* WRITTEN EXERCISE *
Your task is to transcribe all of the data below exactly, omitting the images.

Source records
☆ ☆ ☆ ☆ ☆

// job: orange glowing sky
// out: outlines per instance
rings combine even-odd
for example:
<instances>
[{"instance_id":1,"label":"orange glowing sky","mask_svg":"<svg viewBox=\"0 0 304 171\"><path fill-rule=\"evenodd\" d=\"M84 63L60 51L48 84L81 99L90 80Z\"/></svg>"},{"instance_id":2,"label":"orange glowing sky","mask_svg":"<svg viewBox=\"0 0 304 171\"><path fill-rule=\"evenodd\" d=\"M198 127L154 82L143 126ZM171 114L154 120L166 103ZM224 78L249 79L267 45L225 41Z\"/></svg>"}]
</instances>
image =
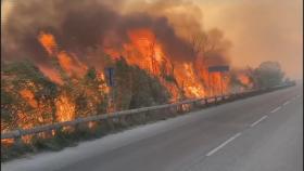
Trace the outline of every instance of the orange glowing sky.
<instances>
[{"instance_id":1,"label":"orange glowing sky","mask_svg":"<svg viewBox=\"0 0 304 171\"><path fill-rule=\"evenodd\" d=\"M1 25L13 12L13 1L2 1ZM202 9L201 22L205 29L217 27L231 40L232 65L256 67L264 61L278 61L287 76L303 77L302 0L185 1L194 2Z\"/></svg>"},{"instance_id":2,"label":"orange glowing sky","mask_svg":"<svg viewBox=\"0 0 304 171\"><path fill-rule=\"evenodd\" d=\"M233 43L235 66L278 61L287 76L303 77L302 0L195 0L205 28L218 27Z\"/></svg>"}]
</instances>

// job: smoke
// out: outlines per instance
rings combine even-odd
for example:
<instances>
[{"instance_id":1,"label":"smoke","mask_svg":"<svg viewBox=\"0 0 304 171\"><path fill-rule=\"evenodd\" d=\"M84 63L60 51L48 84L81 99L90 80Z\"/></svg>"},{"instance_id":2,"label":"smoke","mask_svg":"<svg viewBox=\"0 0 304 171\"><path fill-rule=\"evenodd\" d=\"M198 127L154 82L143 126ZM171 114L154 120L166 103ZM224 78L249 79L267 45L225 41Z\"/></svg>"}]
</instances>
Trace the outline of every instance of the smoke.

☆ ☆ ☆ ☆ ☆

* EXPECTED ANSWER *
// job: orange glowing sky
// out: outlines per instance
rings combine even-odd
for example:
<instances>
[{"instance_id":1,"label":"orange glowing sky","mask_svg":"<svg viewBox=\"0 0 304 171\"><path fill-rule=\"evenodd\" d=\"M84 63L60 51L48 84L81 99L90 80Z\"/></svg>"},{"instance_id":2,"label":"orange glowing sky","mask_svg":"<svg viewBox=\"0 0 304 171\"><path fill-rule=\"evenodd\" d=\"M198 127L154 82L143 126ZM171 114L154 120L166 103ZM224 78L249 79L267 45L225 41Z\"/></svg>"}]
</instances>
image =
Trace the outline of every instance of the orange glowing sky.
<instances>
[{"instance_id":1,"label":"orange glowing sky","mask_svg":"<svg viewBox=\"0 0 304 171\"><path fill-rule=\"evenodd\" d=\"M1 25L13 12L13 1L2 1ZM202 9L201 22L205 29L217 27L231 40L232 65L256 67L264 61L278 61L287 76L303 77L302 0L185 1L194 2Z\"/></svg>"},{"instance_id":2,"label":"orange glowing sky","mask_svg":"<svg viewBox=\"0 0 304 171\"><path fill-rule=\"evenodd\" d=\"M233 43L235 66L278 61L287 76L303 77L302 0L195 0L205 28L218 27Z\"/></svg>"}]
</instances>

// job: smoke
// out: outlines per instance
rings combine even-odd
for example:
<instances>
[{"instance_id":1,"label":"smoke","mask_svg":"<svg viewBox=\"0 0 304 171\"><path fill-rule=\"evenodd\" d=\"M84 63L60 51L48 84L81 99L90 80Z\"/></svg>"},{"instance_id":2,"label":"smoke","mask_svg":"<svg viewBox=\"0 0 304 171\"><path fill-rule=\"evenodd\" d=\"M198 127L154 82L143 126ZM171 114L154 120L166 103ZM224 78L249 79L267 45L225 41Z\"/></svg>"}]
</instances>
Trace the outline of every instance of the smoke.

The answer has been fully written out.